Nofima reports

Rapport/Report 22/2016 – English summary

Olsen, Stein Harris; Nordtvedt, Tom Ståle; Tobiassen, Torbjørn I; Joensen, Sjurdur; Nilsen, Heidi

Publication details

Publisher: Nofima AS

Issue: 22/2016

Number of pages: 9

International Standard Numbers:
Printed: 978-82-8296-386-2

Open Access: green


Feedback from the white fish industry and the market shows that the quality of the landed haddock from Norway are not always suited for processing first class quality products. Soft muscle, fillet gaping and residual blood are typical quality challenges. There is obviously room for improvement during capture, landing and processing. Quality improvement of the haddock during capture and processing can represent an opportunity to develop a more profitable and differentiated product portfolio. Profitability can come both from a higher percentage of first class quality products and from a better price in the market.
The background for this workshop is challenges due to biological, technological and marked issues the industry has experienced the last years. There is a request from the white fish industry, that new research and development (R & D) must be implement, to solve some of these quality challenges. This includes more gentle capture and catch handling, short time live storage and recovery, optimization of the slaughtering process and pre-rigor processing, market and communications research from catch to consumers.

▸ **TASK INSTRUCTIONS**
Please continue the summary on haddock quality from its last sentence onward. The listing comes from a separate source.

▸ **INFORMATION GIVEN**
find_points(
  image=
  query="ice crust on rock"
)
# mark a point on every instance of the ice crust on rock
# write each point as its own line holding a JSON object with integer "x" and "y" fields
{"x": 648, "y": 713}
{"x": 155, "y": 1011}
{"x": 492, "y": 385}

▸ **RESPONSE TO THE TASK**
The 9th of february 2016 FHF, Nofima and Sintef conducted a workshop in Tromsø. The workshop focused on the white fish industries challenges and the potential of value adding trough quality improvement of the catch. The workshop gathered participants from the white fish industry, as well as representatives from fisheries management, R & D and funding agencies. The summary of lectures, group work and discussion in the workshop shows that it is now important to start a long-term R & D focus on haddock throughout the value chain. The key is to improve and stabilize the product quality and ensure optimal deliverability throughout the value chain.
It is important to build up systematic knowledge throughout the whole value chain to locate exactly where the product quality deteriorates. Particularly important is the first steps in the value chain, capture and processing, since lost quality here cannot be compensated in subsequent steps.